Given task - Without the images, write out all of the following entries exactly.

Position identification records -
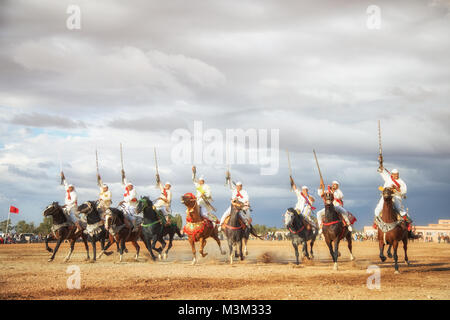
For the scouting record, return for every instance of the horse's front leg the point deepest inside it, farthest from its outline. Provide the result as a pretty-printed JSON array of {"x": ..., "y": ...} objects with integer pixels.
[
  {"x": 389, "y": 253},
  {"x": 72, "y": 246},
  {"x": 202, "y": 246},
  {"x": 215, "y": 236},
  {"x": 94, "y": 248},
  {"x": 349, "y": 243},
  {"x": 194, "y": 252},
  {"x": 395, "y": 245},
  {"x": 240, "y": 250},
  {"x": 305, "y": 249},
  {"x": 60, "y": 240},
  {"x": 295, "y": 245},
  {"x": 405, "y": 248},
  {"x": 381, "y": 245},
  {"x": 47, "y": 238},
  {"x": 336, "y": 253},
  {"x": 169, "y": 246},
  {"x": 231, "y": 249},
  {"x": 311, "y": 246}
]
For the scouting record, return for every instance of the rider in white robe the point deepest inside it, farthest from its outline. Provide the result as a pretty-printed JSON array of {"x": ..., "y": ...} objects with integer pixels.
[
  {"x": 338, "y": 205},
  {"x": 242, "y": 196}
]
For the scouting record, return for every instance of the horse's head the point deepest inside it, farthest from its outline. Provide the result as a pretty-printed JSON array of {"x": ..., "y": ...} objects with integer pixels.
[
  {"x": 189, "y": 200},
  {"x": 89, "y": 208},
  {"x": 289, "y": 217},
  {"x": 51, "y": 209},
  {"x": 328, "y": 197},
  {"x": 237, "y": 205},
  {"x": 387, "y": 193},
  {"x": 143, "y": 203}
]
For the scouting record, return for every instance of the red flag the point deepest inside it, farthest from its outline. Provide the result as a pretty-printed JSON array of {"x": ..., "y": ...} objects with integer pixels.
[{"x": 13, "y": 210}]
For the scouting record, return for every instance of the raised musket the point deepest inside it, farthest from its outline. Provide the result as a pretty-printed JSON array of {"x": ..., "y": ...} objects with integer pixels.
[{"x": 322, "y": 184}]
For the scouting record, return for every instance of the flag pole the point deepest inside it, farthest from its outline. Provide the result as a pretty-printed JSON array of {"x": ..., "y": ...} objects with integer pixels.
[{"x": 7, "y": 222}]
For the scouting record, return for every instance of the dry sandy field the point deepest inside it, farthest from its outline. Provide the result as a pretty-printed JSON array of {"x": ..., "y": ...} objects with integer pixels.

Finished task -
For the scouting record, return for every instance of the horse's front leg the point deepest inside it, farthest from its outline. Provide the result as a pretty-printed JSON array of {"x": ..., "y": ...} objects with integer pixels.
[
  {"x": 389, "y": 253},
  {"x": 72, "y": 246},
  {"x": 202, "y": 246},
  {"x": 215, "y": 236},
  {"x": 94, "y": 248},
  {"x": 349, "y": 243},
  {"x": 194, "y": 252},
  {"x": 395, "y": 245},
  {"x": 240, "y": 250},
  {"x": 305, "y": 249},
  {"x": 60, "y": 240},
  {"x": 295, "y": 245},
  {"x": 405, "y": 248},
  {"x": 381, "y": 245},
  {"x": 47, "y": 238},
  {"x": 336, "y": 253},
  {"x": 169, "y": 246},
  {"x": 231, "y": 249},
  {"x": 311, "y": 246}
]
For the scouting record, return for every instance of the rider in white robe the point deepest inside it, farthest from its outline. Provide the result as a pretty-printed JSON array of {"x": ..., "y": ...} objects with integer pixels.
[
  {"x": 338, "y": 205},
  {"x": 242, "y": 196}
]
For the scouting record, return for every instance of the horse's head the point deepest inside it, farthest from its outline. Provide the result as a pretty-printed JSON array of {"x": ..., "y": ...} objects with integer pixels.
[
  {"x": 189, "y": 200},
  {"x": 89, "y": 208},
  {"x": 289, "y": 217},
  {"x": 51, "y": 209},
  {"x": 328, "y": 197},
  {"x": 237, "y": 205},
  {"x": 387, "y": 193},
  {"x": 143, "y": 203}
]
For the scouting record, return for every instance of the red flag the point deepest inside it, farthest from its outline. Provide the result as a pretty-printed JSON array of {"x": ..., "y": ...} objects with integer pixels.
[{"x": 13, "y": 210}]
For the scouting record, return for every instance of the raised musket the point deepest inside it, farthest from its outline. Provide the result as a pretty-printed JSON array of {"x": ..., "y": ...} objects with integer pixels.
[{"x": 322, "y": 184}]
For the scouting record, return for every instance of the flag pole the point deepest inside it, farthest from its outline. Provide the result as a pretty-printed JSON array of {"x": ..., "y": ...} objects with integer pixels.
[{"x": 7, "y": 222}]
For the scouting record, return for every instance of the dry sandy field the point deepest inside it, farthest from its outline. Provide the result as a pretty-printed JSON array of {"x": ..., "y": ...} objects with integer pixels.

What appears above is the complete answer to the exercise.